▶ [Exercise description] The required result is an exact copy of the lines from the one containing "For every instance of the asphalt" to the last line of the records, both ends included, without pictures.

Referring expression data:
------------------------------------------------
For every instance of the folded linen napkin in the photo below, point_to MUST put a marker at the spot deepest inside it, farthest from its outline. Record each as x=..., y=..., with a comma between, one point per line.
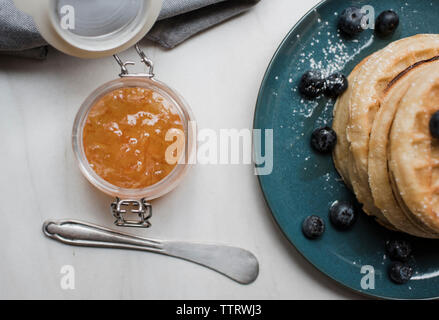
x=178, y=20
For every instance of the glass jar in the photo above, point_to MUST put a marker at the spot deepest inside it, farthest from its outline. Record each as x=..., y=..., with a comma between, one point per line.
x=136, y=197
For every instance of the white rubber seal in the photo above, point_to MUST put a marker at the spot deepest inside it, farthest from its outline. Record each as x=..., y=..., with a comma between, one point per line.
x=44, y=14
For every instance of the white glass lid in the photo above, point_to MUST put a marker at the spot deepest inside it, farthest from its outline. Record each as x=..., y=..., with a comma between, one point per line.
x=92, y=28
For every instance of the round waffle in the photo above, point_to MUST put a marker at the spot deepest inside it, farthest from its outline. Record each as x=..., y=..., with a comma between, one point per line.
x=414, y=154
x=367, y=89
x=379, y=179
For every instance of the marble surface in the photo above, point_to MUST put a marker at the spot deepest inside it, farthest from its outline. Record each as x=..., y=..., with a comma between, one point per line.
x=219, y=73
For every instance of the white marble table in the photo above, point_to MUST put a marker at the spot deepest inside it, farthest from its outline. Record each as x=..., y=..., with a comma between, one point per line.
x=219, y=73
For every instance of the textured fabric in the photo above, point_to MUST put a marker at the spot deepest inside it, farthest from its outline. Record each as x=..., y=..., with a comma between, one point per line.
x=179, y=20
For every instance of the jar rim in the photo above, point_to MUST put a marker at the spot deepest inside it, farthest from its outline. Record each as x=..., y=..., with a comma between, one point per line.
x=169, y=182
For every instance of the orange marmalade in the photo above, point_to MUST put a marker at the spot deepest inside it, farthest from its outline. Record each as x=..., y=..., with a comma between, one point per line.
x=124, y=137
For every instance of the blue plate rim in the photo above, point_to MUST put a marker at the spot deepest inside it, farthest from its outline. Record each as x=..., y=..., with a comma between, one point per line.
x=257, y=108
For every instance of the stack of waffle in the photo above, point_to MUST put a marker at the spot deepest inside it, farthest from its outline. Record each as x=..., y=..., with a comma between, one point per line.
x=385, y=152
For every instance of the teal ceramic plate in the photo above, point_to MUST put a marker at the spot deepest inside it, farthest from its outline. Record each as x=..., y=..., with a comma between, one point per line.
x=304, y=183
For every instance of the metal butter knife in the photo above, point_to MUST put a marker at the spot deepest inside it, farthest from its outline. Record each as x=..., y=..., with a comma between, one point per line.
x=236, y=263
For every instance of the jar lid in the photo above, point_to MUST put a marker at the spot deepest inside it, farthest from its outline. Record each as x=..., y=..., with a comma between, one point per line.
x=92, y=29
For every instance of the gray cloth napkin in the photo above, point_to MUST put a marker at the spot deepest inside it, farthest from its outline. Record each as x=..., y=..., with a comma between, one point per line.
x=178, y=20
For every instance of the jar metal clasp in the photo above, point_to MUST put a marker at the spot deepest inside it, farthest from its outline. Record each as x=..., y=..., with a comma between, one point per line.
x=143, y=58
x=141, y=208
x=121, y=207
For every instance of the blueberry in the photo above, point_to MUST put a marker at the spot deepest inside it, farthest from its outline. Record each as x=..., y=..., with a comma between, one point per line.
x=399, y=250
x=342, y=215
x=312, y=84
x=313, y=227
x=323, y=140
x=350, y=21
x=336, y=84
x=386, y=23
x=434, y=125
x=400, y=273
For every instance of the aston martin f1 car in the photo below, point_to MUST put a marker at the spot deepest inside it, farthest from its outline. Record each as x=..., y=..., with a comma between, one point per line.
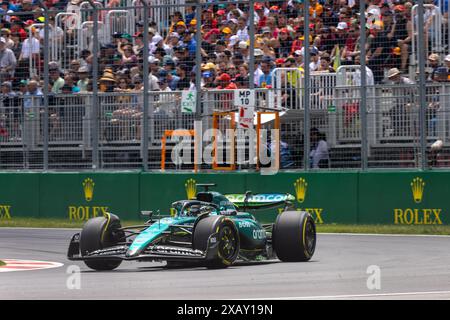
x=212, y=230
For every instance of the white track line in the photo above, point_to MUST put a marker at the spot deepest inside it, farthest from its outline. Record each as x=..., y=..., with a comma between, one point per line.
x=386, y=235
x=27, y=265
x=319, y=233
x=358, y=296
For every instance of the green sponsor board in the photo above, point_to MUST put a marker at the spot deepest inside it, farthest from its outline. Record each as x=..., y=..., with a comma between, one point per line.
x=159, y=190
x=410, y=198
x=331, y=197
x=328, y=197
x=80, y=196
x=19, y=195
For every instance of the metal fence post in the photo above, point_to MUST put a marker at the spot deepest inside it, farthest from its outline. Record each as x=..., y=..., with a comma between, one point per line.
x=145, y=77
x=306, y=53
x=251, y=67
x=94, y=110
x=422, y=84
x=46, y=84
x=363, y=92
x=198, y=59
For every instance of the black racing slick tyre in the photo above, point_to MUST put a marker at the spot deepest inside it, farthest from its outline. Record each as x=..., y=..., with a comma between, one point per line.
x=294, y=236
x=227, y=249
x=99, y=233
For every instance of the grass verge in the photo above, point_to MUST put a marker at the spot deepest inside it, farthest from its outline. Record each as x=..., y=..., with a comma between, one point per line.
x=384, y=229
x=51, y=223
x=323, y=228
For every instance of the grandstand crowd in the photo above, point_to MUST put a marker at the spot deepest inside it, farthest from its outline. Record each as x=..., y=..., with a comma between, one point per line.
x=279, y=42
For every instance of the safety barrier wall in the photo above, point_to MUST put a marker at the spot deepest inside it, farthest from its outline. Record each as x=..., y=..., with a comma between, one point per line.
x=343, y=197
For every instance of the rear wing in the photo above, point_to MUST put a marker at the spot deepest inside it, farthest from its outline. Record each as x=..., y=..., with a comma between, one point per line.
x=261, y=200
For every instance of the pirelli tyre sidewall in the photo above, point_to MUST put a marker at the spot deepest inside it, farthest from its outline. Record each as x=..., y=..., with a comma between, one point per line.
x=99, y=233
x=294, y=236
x=227, y=249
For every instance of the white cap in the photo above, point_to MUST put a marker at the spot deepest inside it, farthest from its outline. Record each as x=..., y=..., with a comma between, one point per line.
x=233, y=40
x=342, y=25
x=243, y=45
x=152, y=59
x=374, y=11
x=258, y=52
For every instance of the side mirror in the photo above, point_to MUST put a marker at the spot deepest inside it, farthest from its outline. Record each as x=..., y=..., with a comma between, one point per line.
x=146, y=213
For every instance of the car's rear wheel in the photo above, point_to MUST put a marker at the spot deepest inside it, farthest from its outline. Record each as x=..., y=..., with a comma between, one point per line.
x=294, y=236
x=227, y=236
x=99, y=233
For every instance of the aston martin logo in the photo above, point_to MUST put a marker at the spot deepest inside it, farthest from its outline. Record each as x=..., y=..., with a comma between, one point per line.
x=300, y=186
x=88, y=188
x=417, y=187
x=191, y=188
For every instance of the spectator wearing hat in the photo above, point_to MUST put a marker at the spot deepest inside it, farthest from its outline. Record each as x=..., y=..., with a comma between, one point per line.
x=55, y=80
x=184, y=81
x=224, y=82
x=242, y=29
x=129, y=58
x=33, y=95
x=403, y=102
x=284, y=43
x=434, y=63
x=402, y=33
x=6, y=34
x=208, y=80
x=176, y=17
x=107, y=81
x=265, y=80
x=83, y=76
x=7, y=61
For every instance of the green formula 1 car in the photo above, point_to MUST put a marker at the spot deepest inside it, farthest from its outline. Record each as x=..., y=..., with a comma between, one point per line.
x=211, y=230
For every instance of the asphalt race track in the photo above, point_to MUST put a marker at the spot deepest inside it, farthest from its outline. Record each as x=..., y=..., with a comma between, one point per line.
x=411, y=267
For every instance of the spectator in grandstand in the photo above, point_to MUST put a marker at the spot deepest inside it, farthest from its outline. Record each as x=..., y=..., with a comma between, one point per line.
x=319, y=156
x=33, y=95
x=184, y=81
x=434, y=64
x=224, y=82
x=7, y=61
x=447, y=63
x=6, y=33
x=208, y=80
x=325, y=64
x=378, y=52
x=55, y=80
x=107, y=81
x=265, y=79
x=83, y=74
x=401, y=32
x=69, y=82
x=404, y=102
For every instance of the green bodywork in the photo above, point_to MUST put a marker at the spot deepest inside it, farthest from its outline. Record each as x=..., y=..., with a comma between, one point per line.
x=252, y=234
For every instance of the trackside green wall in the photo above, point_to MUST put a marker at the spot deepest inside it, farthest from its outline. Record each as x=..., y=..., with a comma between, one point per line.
x=331, y=197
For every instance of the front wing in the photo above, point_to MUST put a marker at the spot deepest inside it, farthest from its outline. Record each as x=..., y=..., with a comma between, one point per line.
x=151, y=253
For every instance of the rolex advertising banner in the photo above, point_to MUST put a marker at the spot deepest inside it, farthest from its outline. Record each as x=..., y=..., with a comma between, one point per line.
x=408, y=198
x=19, y=195
x=329, y=198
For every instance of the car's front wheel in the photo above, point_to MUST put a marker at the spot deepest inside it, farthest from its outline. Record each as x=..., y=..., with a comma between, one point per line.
x=227, y=249
x=99, y=233
x=294, y=236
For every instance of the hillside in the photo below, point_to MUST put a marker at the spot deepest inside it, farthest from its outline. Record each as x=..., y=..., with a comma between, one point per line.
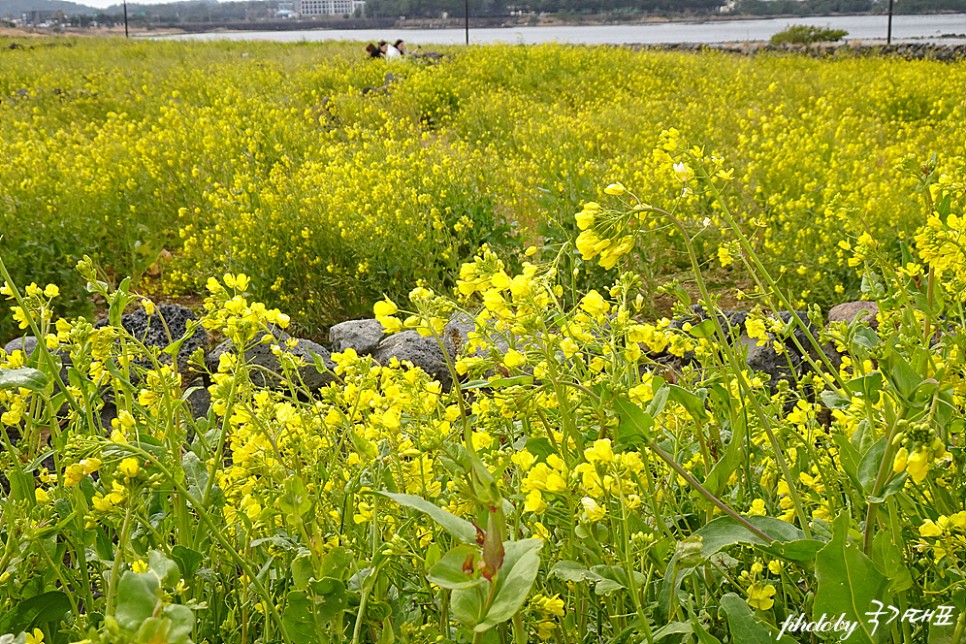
x=13, y=8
------------------------------------------------
▶ [Exercise response]
For every instance of the asphalt race track in the photo above, point_to MUST put a marker at the spot deepest inside it, farthest from its outline. Record each as x=..., y=..., with a comma between, one point per line.
x=411, y=267
For every instance of the spectator in grandstand in the photo above, point_to MUST put a marker at the spot deepest inside it, farthest from its outline. Record each as x=..., y=..., with a comma between, one point per line.
x=319, y=156
x=33, y=95
x=184, y=81
x=434, y=64
x=224, y=82
x=7, y=61
x=447, y=63
x=6, y=33
x=208, y=80
x=325, y=64
x=378, y=52
x=55, y=80
x=107, y=81
x=265, y=79
x=83, y=74
x=401, y=32
x=69, y=82
x=404, y=102
For every instance of the green bodywork in the photo above, point_to MUST put a marker at the spot deepest inside it, farthest from its outline. Record each as x=..., y=..., with a comma between, one point per line.
x=252, y=234
For every instance of the trackside green wall in the photo above, point_to MUST put a marker at the spot deepest inside it, farthest from its outline. Record each as x=..., y=..., with a comma between, one point per line.
x=331, y=197
For every instance of the front wing in the photo above, point_to MUST put a marker at the spot deepest inside it, farthest from its outline. Record each as x=..., y=..., with a comma between, one point per line.
x=151, y=253
For every instance of the rolex advertising banner in the photo above, point_to MUST put a marker at the spot deepest inside it, farthest from its outline. Record each as x=..., y=..., with a comma between, one point per line.
x=408, y=198
x=19, y=195
x=329, y=198
For every instance of the car's front wheel in the photo above, point_to MUST put a marker at the spot deepest inside it, farthest from its outline. Record each as x=..., y=..., with a comma between, one point per line.
x=227, y=249
x=99, y=233
x=294, y=236
For every instance of the hillside in the photo below, point_to MUST put a marker at the spot deepest inside it, farthest from its outline. Record each as x=..., y=..., with a comma between, one point per line.
x=13, y=8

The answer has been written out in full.